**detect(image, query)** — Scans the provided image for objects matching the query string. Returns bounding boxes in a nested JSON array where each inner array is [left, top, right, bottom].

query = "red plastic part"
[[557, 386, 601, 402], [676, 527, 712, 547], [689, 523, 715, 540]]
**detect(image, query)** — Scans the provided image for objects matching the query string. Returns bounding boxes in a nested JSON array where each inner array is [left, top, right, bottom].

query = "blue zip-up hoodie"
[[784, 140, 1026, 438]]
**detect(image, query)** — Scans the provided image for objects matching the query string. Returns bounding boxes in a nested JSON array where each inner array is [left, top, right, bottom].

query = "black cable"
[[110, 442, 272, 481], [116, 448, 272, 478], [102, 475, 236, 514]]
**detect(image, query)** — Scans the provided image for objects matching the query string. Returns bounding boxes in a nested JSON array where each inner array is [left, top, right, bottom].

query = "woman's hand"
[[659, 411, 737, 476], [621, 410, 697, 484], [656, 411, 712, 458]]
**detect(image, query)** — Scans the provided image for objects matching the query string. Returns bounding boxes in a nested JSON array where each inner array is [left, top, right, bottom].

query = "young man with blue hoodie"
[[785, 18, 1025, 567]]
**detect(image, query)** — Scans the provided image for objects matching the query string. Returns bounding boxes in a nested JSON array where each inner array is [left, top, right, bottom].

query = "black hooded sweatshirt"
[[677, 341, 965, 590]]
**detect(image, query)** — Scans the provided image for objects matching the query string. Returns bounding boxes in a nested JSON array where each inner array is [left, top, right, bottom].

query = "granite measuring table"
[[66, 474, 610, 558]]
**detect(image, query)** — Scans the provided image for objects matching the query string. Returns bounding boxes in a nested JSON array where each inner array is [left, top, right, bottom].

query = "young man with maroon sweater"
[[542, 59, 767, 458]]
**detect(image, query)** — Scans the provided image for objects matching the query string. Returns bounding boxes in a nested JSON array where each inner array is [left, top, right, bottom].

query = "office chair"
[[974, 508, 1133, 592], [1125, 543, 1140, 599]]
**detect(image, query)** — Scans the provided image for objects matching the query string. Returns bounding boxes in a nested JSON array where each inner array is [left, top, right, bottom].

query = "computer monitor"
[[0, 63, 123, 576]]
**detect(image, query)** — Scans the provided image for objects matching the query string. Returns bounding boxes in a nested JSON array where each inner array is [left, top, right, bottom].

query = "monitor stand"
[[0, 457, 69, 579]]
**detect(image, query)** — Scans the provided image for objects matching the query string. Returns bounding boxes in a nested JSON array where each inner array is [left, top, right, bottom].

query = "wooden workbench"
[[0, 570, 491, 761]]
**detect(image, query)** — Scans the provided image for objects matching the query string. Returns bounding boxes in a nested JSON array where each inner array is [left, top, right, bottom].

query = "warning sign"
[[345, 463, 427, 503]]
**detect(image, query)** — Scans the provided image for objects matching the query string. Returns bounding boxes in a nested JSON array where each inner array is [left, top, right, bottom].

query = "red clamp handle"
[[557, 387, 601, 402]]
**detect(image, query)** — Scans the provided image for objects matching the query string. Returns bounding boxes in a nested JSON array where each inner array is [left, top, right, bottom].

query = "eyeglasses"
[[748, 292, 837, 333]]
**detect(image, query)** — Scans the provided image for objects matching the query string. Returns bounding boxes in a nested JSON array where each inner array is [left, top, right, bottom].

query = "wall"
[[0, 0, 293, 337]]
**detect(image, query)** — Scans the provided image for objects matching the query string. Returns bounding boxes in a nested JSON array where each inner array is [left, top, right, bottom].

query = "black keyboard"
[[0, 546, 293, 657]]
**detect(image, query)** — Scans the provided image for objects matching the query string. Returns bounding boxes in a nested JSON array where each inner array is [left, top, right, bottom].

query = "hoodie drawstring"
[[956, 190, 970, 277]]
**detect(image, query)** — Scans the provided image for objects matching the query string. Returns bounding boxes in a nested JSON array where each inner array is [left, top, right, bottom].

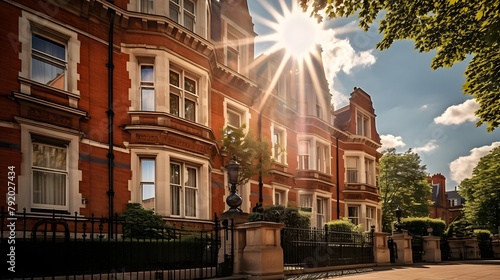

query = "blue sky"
[[247, 0, 500, 190]]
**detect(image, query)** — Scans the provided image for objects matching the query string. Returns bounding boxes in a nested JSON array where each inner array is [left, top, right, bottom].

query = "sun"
[[275, 7, 323, 59], [256, 0, 325, 60]]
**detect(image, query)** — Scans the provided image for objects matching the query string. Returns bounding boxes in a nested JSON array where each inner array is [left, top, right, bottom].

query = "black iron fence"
[[281, 226, 374, 271], [0, 208, 232, 279]]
★ ★ ★ ★ ★ ★ ★
Please print the listing above again word for word, without its pictures.

**detect(image, query)** — Scans the provided image for objects matching the query string. Returns bounding boxes in a nested JSON array where each inner array is [left, top, right, bottom].

query = "red plastic part"
[[557, 386, 601, 402], [676, 527, 712, 547], [689, 523, 715, 540]]
**detect(image, query)** — Scans the provided image for objects matching the query string. Returns bounding boxes in a nested JSON array where each inner array is [left, top, right, bottom].

query = "blue zip-up hoodie"
[[784, 140, 1026, 438]]
**detect(image, query)** — Scans the provided image for objects matching the query string. Returns bounding boxes in a nested JSON array where each inner array is [left, top, right, bottom].

query = "black cable"
[[110, 442, 272, 481], [116, 448, 272, 478], [102, 475, 236, 514]]
**detect(image, query)** — Scans the provided image for objects matching the query string. Returns bounding boxes in a nested JSON array where each inner array is [left, top, right, bottom].

query = "woman's hand"
[[659, 411, 737, 476], [621, 410, 697, 484], [656, 411, 712, 458]]
**detect(image, query)** — Scans the provided image for objects matching the query string. Returns bounding boxes in a nested JSON array where each inner array is [left, top, right, bottom].

query = "young man with blue hoodie"
[[785, 18, 1025, 567]]
**detect(image, query)** — Scans the provided image for objects matching the query string. Returns bounding boxes in a nested JSON array where each inner array is [left, top, right, bottom].

query = "black hooded sweatshirt"
[[677, 341, 965, 590]]
**detect(image, query)** — Scans the provided image for objects matching the query string. Returns bounding boxes in a nested JSON array where each inner array is [left, top, right, bottom].

query = "granite measuring table"
[[66, 474, 610, 558]]
**detect(image, query)** — Scans the provided image for objects matching the query string. Returns bounding boxes in a nested JSON array where each inner array is [left, top, right, bottom].

query = "young man with maroon sweater"
[[542, 59, 767, 458]]
**detect(image, query)** — Scans the provided image for objects matching the query string. Returns bounding boxes in a nested JSON array where each inner array is [left, top, right, bottom].

query = "office chair"
[[974, 508, 1133, 592], [1125, 543, 1140, 599]]
**detect(image, query)** — Scans the provided image for objects matching the query string. Returns bounding boxes in a nested JSON array where each inner array is [left, top, right, bottom].

query = "computer monitor"
[[0, 63, 123, 576]]
**detect(image, query)** — Scans the provided image for objects matching the query string. Returns bounding boxes in a nested JSON array where each inner array is [left, top, right, bottom].

query = "monitor stand"
[[0, 457, 69, 579]]
**detect(image, query)** — Scans the provided image for objects matching the query string. Returns bounding boxes in a nested JSON array where each inner array is [left, top, right, bottom].

query = "wooden workbench"
[[0, 570, 491, 761]]
**detect(image, query)** — Scans the provided image for objects matching the query string. Returns bounding boxes in a nested JSON array where each inner array is [left, top, right, bottom].

query = "warning sign"
[[345, 463, 427, 503]]
**detect(image, query)** — Scans the provided image for objects matching the query string. Returns bounding boxes in a nested JSON array where each inner array is [left, top, right, bottom].

query = "red clamp handle"
[[557, 387, 601, 402]]
**detect(image, query)** — Scans the provided image for objects matching the query string. Returns bounding boxes in a nested JSON array where each inner array is [left, top, right, bottom].

query = "eyeglasses"
[[748, 292, 837, 333]]
**detect(image, query)** — Scans the provided image for objects matching the query string. Returns bounding boxes in a nested JSON array where each inner array is [left, top, right, bottom].

query = "wall"
[[0, 0, 293, 337]]
**detect(image, query)** — Scans the provided image for objects matching the query string. Returns bounding boxes in a nested JSON array where each inner array is [left, top, right, bottom].

query = "black keyboard"
[[0, 546, 293, 657]]
**detect(image, query)** — Scans the provided image for objects matching the query string. Returns bounding boxes in a nested JSON array where each inner array is [left, top, right, bottom].

query = "hoodie drawstring"
[[956, 190, 970, 277]]
**detect(image, query)** — Scans the provided image for objects matching the query string. Returns bounding boxes in a nested JSON array where each inner array is [left, top, right, bottom].


query = "blue sky"
[[247, 0, 500, 190]]
**detect(image, query)** — Scans the provided image for objects matching the query string. Returns bounding boxes in a nested JSON array where each inner array is [left, top, right, bottom].

query = "sun"
[[275, 7, 323, 59], [256, 0, 325, 60]]
**detect(image, query)** — Scans the provided image for objects matching the query string. Returns bounding boxes in a nested JSON array where each inner array is [left, top, right, bottom].

query = "black iron fence"
[[281, 226, 374, 271], [0, 208, 232, 279]]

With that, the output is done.